[[ Dataset extract open ]]
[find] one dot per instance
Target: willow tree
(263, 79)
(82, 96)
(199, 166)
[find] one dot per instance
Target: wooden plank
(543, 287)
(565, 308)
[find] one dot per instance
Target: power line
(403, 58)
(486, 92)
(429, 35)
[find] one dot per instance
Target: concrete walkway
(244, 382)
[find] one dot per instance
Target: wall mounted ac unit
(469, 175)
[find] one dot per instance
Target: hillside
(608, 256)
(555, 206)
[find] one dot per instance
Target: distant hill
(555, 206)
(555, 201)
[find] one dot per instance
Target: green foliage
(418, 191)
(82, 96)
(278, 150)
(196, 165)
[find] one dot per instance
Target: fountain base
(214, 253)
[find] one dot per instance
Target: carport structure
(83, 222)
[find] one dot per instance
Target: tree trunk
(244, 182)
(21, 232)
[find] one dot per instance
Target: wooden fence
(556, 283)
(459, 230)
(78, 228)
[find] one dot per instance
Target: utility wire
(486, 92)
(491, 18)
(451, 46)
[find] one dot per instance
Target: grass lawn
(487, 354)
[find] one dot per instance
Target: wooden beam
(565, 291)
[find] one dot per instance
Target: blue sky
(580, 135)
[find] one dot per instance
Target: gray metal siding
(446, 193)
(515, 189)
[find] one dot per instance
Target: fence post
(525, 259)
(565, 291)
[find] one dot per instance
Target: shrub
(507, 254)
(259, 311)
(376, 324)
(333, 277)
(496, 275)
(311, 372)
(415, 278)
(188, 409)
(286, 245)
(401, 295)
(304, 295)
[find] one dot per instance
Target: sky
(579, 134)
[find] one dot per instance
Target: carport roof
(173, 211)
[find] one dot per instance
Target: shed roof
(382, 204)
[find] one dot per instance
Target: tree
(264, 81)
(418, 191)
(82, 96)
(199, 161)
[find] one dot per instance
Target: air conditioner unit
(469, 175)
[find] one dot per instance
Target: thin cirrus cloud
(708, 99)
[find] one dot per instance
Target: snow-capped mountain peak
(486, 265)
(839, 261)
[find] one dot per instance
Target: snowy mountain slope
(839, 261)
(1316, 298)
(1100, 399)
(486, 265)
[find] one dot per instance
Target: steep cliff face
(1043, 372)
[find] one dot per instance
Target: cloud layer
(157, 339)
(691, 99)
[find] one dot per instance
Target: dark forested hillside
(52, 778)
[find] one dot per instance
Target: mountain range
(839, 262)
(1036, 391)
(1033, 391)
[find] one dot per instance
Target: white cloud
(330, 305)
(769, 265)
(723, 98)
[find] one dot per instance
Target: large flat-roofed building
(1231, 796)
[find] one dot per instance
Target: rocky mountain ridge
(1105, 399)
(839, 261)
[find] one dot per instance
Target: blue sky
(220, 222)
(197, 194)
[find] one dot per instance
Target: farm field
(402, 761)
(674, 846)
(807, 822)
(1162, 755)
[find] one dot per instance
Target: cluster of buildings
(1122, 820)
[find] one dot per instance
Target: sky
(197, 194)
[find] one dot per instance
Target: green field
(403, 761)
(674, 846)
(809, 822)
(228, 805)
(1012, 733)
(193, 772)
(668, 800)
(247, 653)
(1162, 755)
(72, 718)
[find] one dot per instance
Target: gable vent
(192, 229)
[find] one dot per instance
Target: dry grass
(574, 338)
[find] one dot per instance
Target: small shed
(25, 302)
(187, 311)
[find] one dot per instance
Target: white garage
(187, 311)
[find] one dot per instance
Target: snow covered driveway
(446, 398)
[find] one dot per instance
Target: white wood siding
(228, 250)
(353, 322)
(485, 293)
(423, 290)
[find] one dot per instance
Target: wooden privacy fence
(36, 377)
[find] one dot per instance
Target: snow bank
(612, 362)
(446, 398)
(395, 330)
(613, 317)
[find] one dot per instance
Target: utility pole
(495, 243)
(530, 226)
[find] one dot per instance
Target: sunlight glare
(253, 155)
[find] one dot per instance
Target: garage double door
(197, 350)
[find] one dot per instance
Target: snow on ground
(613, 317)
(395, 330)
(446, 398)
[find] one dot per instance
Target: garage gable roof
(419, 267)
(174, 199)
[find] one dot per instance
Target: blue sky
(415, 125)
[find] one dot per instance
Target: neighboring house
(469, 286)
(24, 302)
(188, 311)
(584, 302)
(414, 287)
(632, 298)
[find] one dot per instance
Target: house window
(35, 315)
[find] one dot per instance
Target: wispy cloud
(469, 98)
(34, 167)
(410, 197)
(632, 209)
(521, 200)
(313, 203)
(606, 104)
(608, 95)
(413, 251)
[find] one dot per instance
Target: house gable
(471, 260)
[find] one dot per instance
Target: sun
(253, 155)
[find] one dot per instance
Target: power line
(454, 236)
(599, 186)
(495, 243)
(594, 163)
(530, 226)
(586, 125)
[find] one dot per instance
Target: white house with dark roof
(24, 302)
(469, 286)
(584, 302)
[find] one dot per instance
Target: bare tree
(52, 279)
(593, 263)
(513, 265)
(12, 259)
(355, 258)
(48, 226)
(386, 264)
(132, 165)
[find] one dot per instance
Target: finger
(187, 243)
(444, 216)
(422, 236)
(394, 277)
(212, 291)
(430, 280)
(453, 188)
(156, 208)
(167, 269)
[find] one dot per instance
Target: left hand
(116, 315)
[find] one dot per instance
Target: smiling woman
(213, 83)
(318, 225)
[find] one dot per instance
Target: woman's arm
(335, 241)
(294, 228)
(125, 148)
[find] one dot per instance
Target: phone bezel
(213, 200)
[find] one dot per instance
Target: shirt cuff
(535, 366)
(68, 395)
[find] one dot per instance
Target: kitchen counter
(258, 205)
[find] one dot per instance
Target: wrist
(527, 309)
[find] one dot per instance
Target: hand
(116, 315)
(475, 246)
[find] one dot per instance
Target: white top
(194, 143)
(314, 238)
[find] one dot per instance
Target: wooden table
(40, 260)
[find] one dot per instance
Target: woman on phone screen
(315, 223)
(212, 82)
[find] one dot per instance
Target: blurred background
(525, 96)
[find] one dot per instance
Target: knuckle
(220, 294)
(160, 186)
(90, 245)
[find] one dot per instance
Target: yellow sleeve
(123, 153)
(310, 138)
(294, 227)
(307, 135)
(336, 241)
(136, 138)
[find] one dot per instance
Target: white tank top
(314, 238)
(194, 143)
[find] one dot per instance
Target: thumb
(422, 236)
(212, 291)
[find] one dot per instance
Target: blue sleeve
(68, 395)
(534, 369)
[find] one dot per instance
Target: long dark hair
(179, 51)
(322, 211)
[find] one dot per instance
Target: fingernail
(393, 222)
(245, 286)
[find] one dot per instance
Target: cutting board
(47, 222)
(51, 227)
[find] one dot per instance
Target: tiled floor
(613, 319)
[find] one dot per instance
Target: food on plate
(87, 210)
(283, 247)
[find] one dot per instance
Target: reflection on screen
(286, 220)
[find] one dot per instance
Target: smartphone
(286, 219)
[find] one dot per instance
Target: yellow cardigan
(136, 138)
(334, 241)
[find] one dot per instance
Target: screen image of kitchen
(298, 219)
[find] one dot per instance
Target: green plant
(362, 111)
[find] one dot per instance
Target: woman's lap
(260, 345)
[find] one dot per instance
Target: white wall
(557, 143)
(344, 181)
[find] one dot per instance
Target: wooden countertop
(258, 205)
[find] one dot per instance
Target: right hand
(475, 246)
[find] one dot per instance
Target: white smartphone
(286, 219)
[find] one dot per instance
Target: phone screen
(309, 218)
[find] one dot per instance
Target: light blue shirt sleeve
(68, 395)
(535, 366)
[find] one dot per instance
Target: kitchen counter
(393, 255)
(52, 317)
[[ Dataset extract closed ]]
[Goal of the exercise]: Your response should consist of the records, printed exactly.

[Task output]:
[find] one dot per instance
Target: willow tree
(263, 79)
(82, 96)
(199, 166)
[find] one dot per instance
Target: wooden plank
(543, 287)
(565, 308)
[find] one dot per instance
Target: power line
(403, 58)
(486, 92)
(429, 35)
[find] one dot per instance
Target: concrete walkway
(244, 382)
[find] one dot per instance
Target: wall mounted ac unit
(469, 175)
[find] one dot per instance
Target: hillside
(608, 256)
(555, 206)
[find] one dot per instance
Target: distant hill
(555, 206)
(555, 201)
[find] one dot per instance
Target: green foliage
(418, 191)
(82, 96)
(278, 150)
(196, 165)
[find] one dot per instance
Target: fountain base
(214, 253)
[find] one dot per instance
Target: carport structure
(83, 222)
[find] one dot per instance
Target: tree trunk
(244, 182)
(21, 232)
[find] one dot per instance
Target: wooden fence
(556, 283)
(459, 230)
(78, 228)
[find] one dot per instance
Target: utility wire
(486, 92)
(491, 18)
(451, 46)
[find] one dot per instance
Target: grass lawn
(487, 354)
[find] one dot per instance
Target: wooden beam
(565, 291)
[find] one dot per instance
Target: blue sky
(580, 135)
[find] one dot per instance
Target: gray metal siding
(446, 193)
(515, 189)
[find] one dot per instance
Target: fence post
(525, 259)
(565, 291)
[find] one dot per instance
Target: shrub
(507, 254)
(259, 311)
(376, 324)
(333, 277)
(496, 275)
(311, 372)
(415, 278)
(188, 409)
(286, 245)
(401, 295)
(304, 295)
[find] one dot per instance
Target: sky
(579, 134)
[find] one dot per instance
Target: carport roof
(173, 211)
[find] one dot per instance
Target: shed roof
(382, 204)
[find] one dot per instance
Target: tree
(264, 81)
(418, 191)
(82, 96)
(199, 161)
[find] one dot per instance
Target: air conditioner unit
(469, 175)
[find] one dot per instance
Target: thin cirrus cloud
(708, 99)
[find] one dot per instance
Target: snow-capped mountain peak
(486, 265)
(839, 261)
[find] one dot per instance
Target: snowy mountain slope
(839, 261)
(1316, 298)
(1100, 399)
(486, 265)
[find] one dot per instance
Target: steep cliff face
(1043, 372)
[find] one dot per instance
Target: cloud layer
(157, 339)
(691, 99)
[find] one dot per instance
Target: dark forested hillside
(52, 778)
[find] one dot per instance
Target: mountain range
(839, 262)
(1036, 391)
(1033, 391)
[find] one dot per instance
Target: white cloud
(330, 305)
(769, 265)
(723, 98)
[find] one dot per instance
Target: large flat-roofed building
(1231, 796)
[find] one dot per instance
Target: rocky mountain ridge
(1105, 399)
(839, 261)
[find] one dot per instance
Target: blue sky
(220, 222)
(197, 194)
[find] one dot per instance
Target: farm field
(402, 761)
(674, 846)
(807, 822)
(1162, 755)
[find] one dot per instance
Target: cluster of buildings
(1122, 820)
[find] one dot per instance
Target: sky
(197, 194)
[find] one dot per instance
Target: green field
(403, 761)
(674, 846)
(809, 822)
(228, 805)
(1012, 733)
(193, 772)
(668, 800)
(247, 653)
(1162, 755)
(72, 718)
[find] one dot per instance
Target: gable vent
(192, 229)
[find] one dot per instance
Target: dry grass
(574, 338)
[find] one dot per instance
Target: small shed
(25, 302)
(187, 311)
[find] one dot per instance
Target: white garage
(187, 311)
[find] one dot per instance
Target: snow covered driveway
(446, 398)
[find] one dot per instance
Target: white wood siding
(228, 250)
(353, 322)
(485, 293)
(423, 290)
[find] one dot per instance
Target: wooden privacy fence
(36, 377)
[find] one dot per instance
Target: snow bank
(612, 362)
(446, 398)
(395, 330)
(613, 317)
[find] one dot per instance
Target: utility pole
(495, 243)
(530, 226)
[find] one dot per instance
Target: sunlight glare
(253, 155)
[find] one dot per instance
Target: garage double door
(197, 350)
[find] one dot per instance
Target: snow on ground
(613, 317)
(395, 330)
(446, 398)
[find] one dot per instance
Target: garage gable roof
(419, 267)
(174, 199)
[find] one dot per instance
Target: blue sky
(415, 125)
[find] one dot per instance
Target: neighboring house
(469, 286)
(24, 302)
(188, 311)
(584, 302)
(414, 287)
(632, 298)
[find] one dot per instance
Target: house window
(35, 315)
[find] one dot per instance
Target: wispy cloud
(469, 98)
(34, 167)
(410, 197)
(632, 209)
(521, 200)
(313, 203)
(606, 104)
(608, 95)
(413, 251)
[find] one dot per instance
Target: house gable
(471, 260)
[find] one dot per instance
Target: sun
(253, 155)
[find] one dot per instance
Target: power line
(454, 236)
(599, 186)
(495, 243)
(594, 163)
(530, 226)
(586, 125)
[find] one dot per instance
Target: white house with dark roof
(24, 302)
(469, 286)
(584, 302)
[find] one dot per instance
Target: bare tree
(52, 279)
(593, 263)
(513, 265)
(12, 259)
(355, 258)
(48, 226)
(386, 264)
(132, 165)
[find] one dot per instance
Target: finger
(187, 243)
(444, 216)
(422, 236)
(394, 277)
(212, 291)
(430, 280)
(453, 188)
(156, 208)
(167, 269)
[find] one dot per instance
Target: left hand
(116, 315)
[find] one dot per instance
Target: smiling woman
(213, 83)
(318, 225)
[find] one dot per instance
Target: woman's arm
(335, 241)
(294, 228)
(125, 148)
[find] one dot per instance
Target: phone bezel
(213, 200)
[find] one dot per instance
Target: shirt cuff
(535, 366)
(68, 395)
[find] one dot per instance
Target: kitchen counter
(258, 205)
[find] one dot per instance
Target: wrist
(527, 309)
[find] one dot per instance
Target: hand
(116, 315)
(475, 246)
[find] one dot per instance
Target: white top
(194, 143)
(314, 238)
[find] one dot per instance
Target: wooden table
(40, 260)
[find] one dot per instance
Target: woman on phone screen
(315, 223)
(212, 82)
[find] one dot per instance
Target: blurred background
(525, 96)
[find] one dot per instance
Target: knuckle
(220, 294)
(160, 186)
(90, 245)
[find] one dot per instance
Target: yellow sleeve
(123, 153)
(310, 138)
(294, 227)
(307, 135)
(336, 241)
(136, 138)
[find] one dot per instance
Target: white tank top
(314, 238)
(194, 143)
[find] one dot per instance
Target: thumb
(422, 236)
(212, 291)
[find] one dot per instance
Target: blue sleeve
(68, 395)
(534, 369)
[find] one dot per instance
Target: long dark hair
(179, 51)
(322, 211)
[find] one dot per instance
Target: fingernail
(393, 222)
(245, 286)
[find] one dot per instance
Target: cutting board
(47, 222)
(51, 227)
[find] one dot per instance
Target: tiled floor
(613, 319)
[find] one dot per instance
Target: food on plate
(87, 210)
(283, 247)
[find] one dot per instance
Target: reflection on screen
(286, 220)
[find] one dot per instance
Target: smartphone
(286, 219)
[find] one dot per instance
Target: yellow cardigan
(136, 138)
(334, 241)
[find] one dot per instance
Target: screen image of kitchen
(298, 219)
[find] one dot per instance
Target: green plant
(362, 111)
[find] one dot per instance
Target: woman's lap
(260, 345)
[find] one dot per instance
Target: white wall
(557, 143)
(344, 181)
[find] one dot per instance
Target: wooden countertop
(258, 205)
[find] one dot per instance
Target: right hand
(475, 246)
[find] one dot per instance
Target: white smartphone
(286, 219)
[find] one dot per instance
Target: phone screen
(309, 218)
[find] one dot per instance
Target: light blue shirt sleeve
(68, 395)
(535, 366)
[find] one dot per instance
Target: kitchen counter
(393, 255)
(52, 317)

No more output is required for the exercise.